Exercise brief: Omit every picture and return the rest of the data unaltered.

[Source records]
<<<<

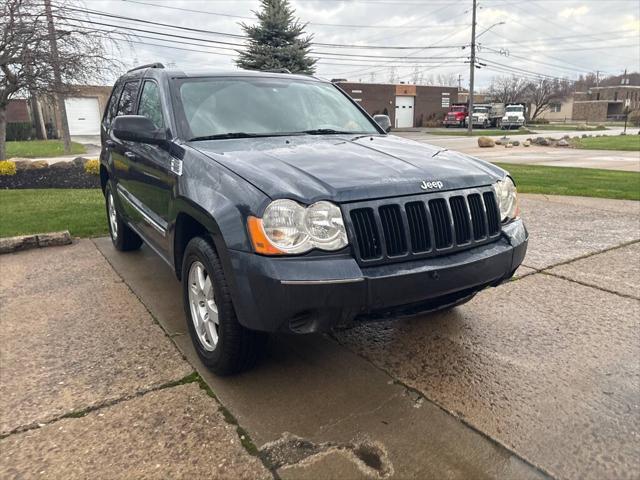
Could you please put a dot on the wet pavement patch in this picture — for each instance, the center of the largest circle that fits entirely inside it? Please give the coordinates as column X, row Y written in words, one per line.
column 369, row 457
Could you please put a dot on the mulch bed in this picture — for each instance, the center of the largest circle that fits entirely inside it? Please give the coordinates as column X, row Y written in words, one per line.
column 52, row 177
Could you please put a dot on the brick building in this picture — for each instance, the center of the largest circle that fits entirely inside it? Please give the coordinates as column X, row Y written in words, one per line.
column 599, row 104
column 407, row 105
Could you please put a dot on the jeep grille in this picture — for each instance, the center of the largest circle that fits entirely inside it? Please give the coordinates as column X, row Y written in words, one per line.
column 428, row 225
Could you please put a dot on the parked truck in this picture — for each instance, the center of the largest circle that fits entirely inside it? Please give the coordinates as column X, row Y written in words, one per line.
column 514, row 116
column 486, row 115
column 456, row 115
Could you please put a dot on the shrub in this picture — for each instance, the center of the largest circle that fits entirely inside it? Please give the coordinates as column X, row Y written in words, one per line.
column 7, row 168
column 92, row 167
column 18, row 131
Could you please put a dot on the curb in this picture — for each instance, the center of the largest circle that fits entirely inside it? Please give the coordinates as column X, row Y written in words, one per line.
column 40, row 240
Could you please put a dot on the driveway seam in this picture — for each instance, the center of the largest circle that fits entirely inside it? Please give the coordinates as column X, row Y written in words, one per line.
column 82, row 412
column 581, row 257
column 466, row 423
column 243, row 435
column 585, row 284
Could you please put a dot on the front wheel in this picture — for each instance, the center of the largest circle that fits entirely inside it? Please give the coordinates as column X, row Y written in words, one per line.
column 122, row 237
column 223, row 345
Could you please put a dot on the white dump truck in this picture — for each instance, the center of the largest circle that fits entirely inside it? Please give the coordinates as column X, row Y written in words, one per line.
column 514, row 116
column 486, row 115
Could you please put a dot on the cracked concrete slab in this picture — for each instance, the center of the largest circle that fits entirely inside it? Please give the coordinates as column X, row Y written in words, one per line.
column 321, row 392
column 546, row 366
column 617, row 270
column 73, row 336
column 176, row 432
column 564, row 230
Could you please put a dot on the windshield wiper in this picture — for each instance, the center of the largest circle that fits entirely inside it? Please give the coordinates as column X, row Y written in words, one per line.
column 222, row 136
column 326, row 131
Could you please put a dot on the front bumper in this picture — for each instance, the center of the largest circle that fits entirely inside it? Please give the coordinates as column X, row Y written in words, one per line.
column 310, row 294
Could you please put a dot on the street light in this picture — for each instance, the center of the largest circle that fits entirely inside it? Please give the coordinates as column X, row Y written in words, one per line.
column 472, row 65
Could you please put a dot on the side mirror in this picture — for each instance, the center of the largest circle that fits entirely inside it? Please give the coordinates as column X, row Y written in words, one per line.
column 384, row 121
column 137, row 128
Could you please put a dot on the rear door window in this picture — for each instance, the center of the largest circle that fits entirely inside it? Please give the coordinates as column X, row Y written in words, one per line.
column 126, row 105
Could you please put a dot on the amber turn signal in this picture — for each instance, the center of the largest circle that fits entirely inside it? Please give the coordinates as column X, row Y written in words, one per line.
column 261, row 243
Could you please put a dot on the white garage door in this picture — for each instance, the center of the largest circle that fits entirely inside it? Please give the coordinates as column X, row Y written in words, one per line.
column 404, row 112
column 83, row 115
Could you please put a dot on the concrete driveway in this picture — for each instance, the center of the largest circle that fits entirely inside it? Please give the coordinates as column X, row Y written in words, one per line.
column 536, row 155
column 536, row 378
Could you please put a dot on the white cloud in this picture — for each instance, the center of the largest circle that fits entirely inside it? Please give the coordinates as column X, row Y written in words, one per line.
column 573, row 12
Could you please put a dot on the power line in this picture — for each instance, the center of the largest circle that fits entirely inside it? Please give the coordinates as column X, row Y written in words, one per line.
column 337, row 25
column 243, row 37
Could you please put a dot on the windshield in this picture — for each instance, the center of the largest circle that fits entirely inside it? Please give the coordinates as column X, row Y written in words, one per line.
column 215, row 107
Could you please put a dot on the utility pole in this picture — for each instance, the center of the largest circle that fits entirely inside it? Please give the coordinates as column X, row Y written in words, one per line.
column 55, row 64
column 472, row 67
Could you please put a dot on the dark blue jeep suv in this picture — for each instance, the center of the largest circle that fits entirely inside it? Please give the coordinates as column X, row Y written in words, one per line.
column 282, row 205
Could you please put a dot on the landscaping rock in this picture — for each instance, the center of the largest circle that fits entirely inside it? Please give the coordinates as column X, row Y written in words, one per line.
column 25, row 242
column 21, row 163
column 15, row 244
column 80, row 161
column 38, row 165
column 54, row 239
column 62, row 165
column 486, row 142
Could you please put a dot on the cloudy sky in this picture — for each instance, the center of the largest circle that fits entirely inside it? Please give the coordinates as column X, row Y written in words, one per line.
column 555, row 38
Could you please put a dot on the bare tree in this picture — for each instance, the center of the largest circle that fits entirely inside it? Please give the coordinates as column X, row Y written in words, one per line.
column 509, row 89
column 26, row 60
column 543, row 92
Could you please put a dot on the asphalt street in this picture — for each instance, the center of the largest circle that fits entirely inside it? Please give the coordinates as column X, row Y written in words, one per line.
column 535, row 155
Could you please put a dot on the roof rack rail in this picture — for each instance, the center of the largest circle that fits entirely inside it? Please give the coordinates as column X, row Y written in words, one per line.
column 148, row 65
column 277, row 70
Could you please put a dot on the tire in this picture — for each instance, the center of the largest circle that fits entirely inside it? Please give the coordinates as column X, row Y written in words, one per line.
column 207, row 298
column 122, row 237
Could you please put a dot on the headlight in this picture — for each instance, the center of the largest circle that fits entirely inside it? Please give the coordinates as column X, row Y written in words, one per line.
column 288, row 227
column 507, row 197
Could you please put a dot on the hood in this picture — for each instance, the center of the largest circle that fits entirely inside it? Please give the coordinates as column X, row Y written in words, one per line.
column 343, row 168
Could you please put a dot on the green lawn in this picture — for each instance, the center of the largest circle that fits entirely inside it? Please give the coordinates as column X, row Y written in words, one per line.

>>>>

Solution for this task:
Could you please put a dot on the wet pavement patch in this picture — for each instance, the center of the largest circle that fits entirely inside it? Please give the coordinates as column X, row Y written in words, one per line.
column 369, row 457
Could you please put a dot on the mulch bed in this picture — for each instance, the center of the largest circle that fits entirely inside it? Please give the coordinates as column X, row Y written in words, one per line.
column 52, row 177
Could you please put a dot on the brick building in this picture — for each instance, the center of the largest circle that fits entirely inside it? Please give the coordinates as column X, row Y written in words, one per line.
column 599, row 104
column 407, row 105
Could you please put a dot on the jeep grille in this picture — for each instance, the center of the largest circle that fits entirely inside it? Please give the coordinates as column X, row Y written in words, one per line.
column 428, row 225
Could you please put a dot on the parked truck in this picture — for each instance, the center of the largest circle that fits entirely inside it? Please give the coordinates as column X, row Y written in words, one per line.
column 514, row 116
column 486, row 115
column 456, row 115
Could you please put a dot on the shrub in this picture — for each instance, the center of the largest circle that fits entirely inside it? Please give the coordinates as column X, row Y written in words, one per line.
column 7, row 168
column 92, row 167
column 18, row 131
Could you please put a dot on the curb in this picture — for each instance, the center of the largest circle that fits entirely inside it? Please give the coordinates as column X, row Y written in words, one per line.
column 40, row 240
Could you please put a dot on the driveway seam in this picture — for each instance, the center of the largest circle that fits entirely inside it? Please give the coordinates as column X, row Y written in words, one per line.
column 82, row 412
column 581, row 257
column 466, row 423
column 243, row 435
column 585, row 284
Could you please put a dot on the front wheel in this picture — for each instance, the center of the largest circle that fits entirely inside it? Please give the coordinates as column X, row Y written in words, one per line.
column 122, row 237
column 223, row 345
Could you please put a dot on the white dump truck in this picture — for each instance, the center of the largest circle that fits entirely inside it? Please give the coordinates as column X, row Y written in words, one per line.
column 514, row 116
column 486, row 115
Could you please put a dot on the cracked concrete slab in this picture — for each instance, the center of the largest circle that fits entirely inside it? Please give the coordinates as column X, row Y written in words, one per line.
column 321, row 392
column 546, row 366
column 617, row 270
column 73, row 336
column 176, row 432
column 564, row 230
Could you please put a dot on the windshield wiper in this picture — for each instance, the center of the largest circle that fits entirely inside it? Please give the coordinates as column X, row Y written in words, one per line.
column 222, row 136
column 326, row 131
Could you please put a dot on the front bumper in this picture — for each instance, the center of the largest circle that fits entirely inside it? Please give the coordinates as column X, row Y written in words, one per line.
column 310, row 294
Could you please put a dot on the street light in this picture — for each instance, the center of the largest circle that fits entirely inside it? Please give the coordinates as column X, row Y written in words, one per line.
column 472, row 65
Could you please put a dot on the side mirror in this picture — for each instance, the center of the largest circle that fits entirely inside it? Please give the coordinates as column X, row Y written in words, one per line.
column 384, row 121
column 137, row 128
Could you please put a dot on the rear door window in this picture — for each instance, the center of the largest circle that fits entirely inside it? Please give the coordinates as column X, row Y written in words, one per line.
column 126, row 105
Could you please put a dot on the amber turn signal in this picture — for each instance, the center of the largest circle that fits entirely inside it? Please give the coordinates as column X, row Y written in words, one per line.
column 261, row 243
Could you please put a dot on the white garage door in this picture — for each instance, the center of the largest circle that fits entirely inside it? Please give the coordinates as column X, row Y written in words, one per line.
column 404, row 112
column 83, row 115
Could you please put a dot on the concrete driveway in this picture — for each instance, the center of the largest circle that fits entirely inside it? Please give the coordinates as column X, row Y written in words, one per line.
column 536, row 155
column 536, row 378
Could you please put a dot on the white cloud in this picture — for each instance, the center of the largest circle that fits entirely inside it? Please give the coordinates as column X, row Y written in words, one per line.
column 573, row 12
Could you please put a dot on the power line in this picture — for each instance, the center of the largest circle that fits entirely inside it? Please give the coordinates as column X, row Y written in words, one per line.
column 337, row 25
column 243, row 37
Could you please put a dot on the windshield in this picture — for each instance, the center of the largest circle that fits entirely inside it? Please give the coordinates as column X, row Y written in words, one per line.
column 215, row 107
Could you please put a dot on the utility pole in this picture — for each instance, the center of the largest circle that fits entirely inside it? Please give the coordinates as column X, row Y written in words, one per line.
column 55, row 64
column 472, row 67
Could you please put a dot on the dark blue jeep suv in this picture — for each instance, the center of the largest circle that fits entirely inside it? Please give the coordinates as column X, row Y written in words, one per line.
column 282, row 205
Could you please put a dot on the landscaping rock in this picture — for each instance, the center of the largest circle that fits entirely inside it? Please give the coordinates as column X, row Y written in words, one per line.
column 25, row 242
column 21, row 163
column 15, row 244
column 80, row 161
column 38, row 165
column 54, row 239
column 62, row 165
column 486, row 142
Could you please put a dot on the cloudy sky in this picture — for each instance, the center of the largest circle that fits entirely inside it? Please give the coordinates as column X, row Y written in words, one per line.
column 555, row 38
Could you please put a dot on the bare tree in this picture — for each instance, the center of the largest circle that fits entirely inside it? Please give the coordinates as column X, row Y written in words, one per line.
column 509, row 89
column 26, row 60
column 543, row 92
Could you please put a dot on the asphalt street in this picture — for each instance, the center of the largest circle that fits entirely inside it? Please give the coordinates as column X, row Y written in words, one per line.
column 535, row 155
Could you please put a dot on the roof rack rail in this picture — for each instance, the center of the largest circle that fits entirely inside it? Please give the coordinates as column X, row Y written in words, one per line.
column 148, row 65
column 277, row 70
Could you please put a dot on the tire in this picture — for each instance, the center of the largest circle that fits entirely inside it? Please give the coordinates as column X, row Y written in words, one per line.
column 207, row 298
column 122, row 237
Could you please put a dot on the headlight in this picture — for each instance, the center of the largest circle that fits entirely inside it? Please give the coordinates as column X, row Y written in words, one per line.
column 288, row 227
column 507, row 197
Could you please put a dot on the hood in this picture — for each instance, the center of the largest circle that fits entirely inside it? Please give the coordinates as column X, row Y written in words, one per line.
column 343, row 168
Could you please put a dot on the green lawn in this picture — for each instance, the center of the largest circle that fits entirely inside it? Please give the coordinates as column X, row Y written in words, one per line.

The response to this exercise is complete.